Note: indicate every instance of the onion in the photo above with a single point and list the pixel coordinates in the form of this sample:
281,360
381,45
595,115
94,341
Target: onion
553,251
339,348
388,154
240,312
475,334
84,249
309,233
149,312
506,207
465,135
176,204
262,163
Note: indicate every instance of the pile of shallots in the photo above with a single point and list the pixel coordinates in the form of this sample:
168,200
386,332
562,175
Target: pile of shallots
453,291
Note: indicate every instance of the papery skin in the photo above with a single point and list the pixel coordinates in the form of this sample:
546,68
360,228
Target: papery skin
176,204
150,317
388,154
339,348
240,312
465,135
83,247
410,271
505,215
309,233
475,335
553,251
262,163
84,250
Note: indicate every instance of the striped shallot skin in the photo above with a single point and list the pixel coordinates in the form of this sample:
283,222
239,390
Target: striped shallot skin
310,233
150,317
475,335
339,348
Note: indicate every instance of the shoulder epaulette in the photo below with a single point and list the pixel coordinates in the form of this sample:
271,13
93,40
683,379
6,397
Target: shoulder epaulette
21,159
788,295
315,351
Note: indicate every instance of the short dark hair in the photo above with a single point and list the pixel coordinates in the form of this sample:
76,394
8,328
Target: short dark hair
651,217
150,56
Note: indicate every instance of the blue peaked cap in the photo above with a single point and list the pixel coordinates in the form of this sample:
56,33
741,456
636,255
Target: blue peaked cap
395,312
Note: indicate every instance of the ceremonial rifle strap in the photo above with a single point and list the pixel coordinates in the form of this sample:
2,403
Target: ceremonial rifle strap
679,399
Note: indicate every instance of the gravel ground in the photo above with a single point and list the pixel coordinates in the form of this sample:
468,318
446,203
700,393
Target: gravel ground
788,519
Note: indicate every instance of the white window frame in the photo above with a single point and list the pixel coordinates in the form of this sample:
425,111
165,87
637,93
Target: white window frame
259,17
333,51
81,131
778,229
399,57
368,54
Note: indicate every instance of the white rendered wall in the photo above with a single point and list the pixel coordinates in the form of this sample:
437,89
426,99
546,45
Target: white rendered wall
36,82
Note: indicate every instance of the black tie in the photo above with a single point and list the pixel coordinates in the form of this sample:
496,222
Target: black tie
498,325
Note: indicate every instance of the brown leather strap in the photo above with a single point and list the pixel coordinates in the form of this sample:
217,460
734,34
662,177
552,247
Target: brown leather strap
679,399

━━━━━━━━━━

> _Try it_
Every entry above needs to be written out again exactly.

> _Solution to this problem_
Note: indicate every instance of the onion in the photo above with a single point and list the pixel coordinates in the form of this sample:
281,360
381,45
595,115
94,341
Target: onion
553,251
339,348
388,154
240,312
475,334
84,249
309,233
149,312
506,207
465,135
176,204
262,163
Note: indicate every instance of the pile of shallots in the photo above with a single point and list the pixel coordinates in the form of this sample:
168,200
386,332
562,175
Target: pile of shallots
453,291
Note: indicate every instance of the papery skin in the photo above with a single point and list the pixel coordinates in the form of this sample:
546,68
360,228
Target: papery skin
176,204
150,317
388,154
339,348
240,312
465,135
83,247
410,271
505,215
309,233
475,335
553,251
262,163
84,250
Note: indicate every instance of the striped shallot skin in the photo above with a single point and list the pixel coordinates in the form of this sample:
283,222
239,390
Target: striped shallot skin
310,233
150,317
475,335
339,348
Note: indicate every instance of the shoulder epaulette in the photo below with a single point and list the pixel coordinates in the form of this sample:
271,13
93,40
683,379
6,397
Target: shoulder epaulette
21,159
788,295
315,351
Note: indicate every instance of the short dark hair in the photo above with a single point and list the pixel coordinates in the form of this sample:
76,394
8,328
Target: short dark hair
651,217
150,56
Note: indicate every instance of the blue peaked cap in the photo above with a single point and list the pixel coordinates in the form of this sample:
56,33
741,456
636,255
Target: blue peaked cap
395,312
Note: indicate every instance of the ceremonial rifle strap in the photo above with a single point and list the pixel coordinates in the form of this sample:
2,403
Target: ceremonial rifle strap
679,399
Note: indicate every instance of the gravel ground in the photo above with a single point and list the pixel coordinates in the form of this sample:
468,318
446,203
700,393
Target: gravel ground
788,519
Note: indicate every instance of the white window frame in the photo above with a single point and list the pixel coordinates in the form of this sample:
425,111
165,87
637,93
Target: white window frame
259,17
333,51
81,131
778,229
399,57
368,54
Note: indicate every instance of the white rendered wall in the photo above with a single point and list the pixel coordinates in the form of this sample:
437,89
426,99
546,45
Target: white rendered wall
36,82
Note: indicate every instance of the black tie in the photo above with a single point and list the pixel coordinates in the form of this sample:
496,222
Target: black tie
498,325
Note: indicate every instance of the brown leather strap in the photo above with a single point and list the pixel coordinates in the form of this sample:
217,460
734,34
662,177
552,247
Target: brown leather strap
679,399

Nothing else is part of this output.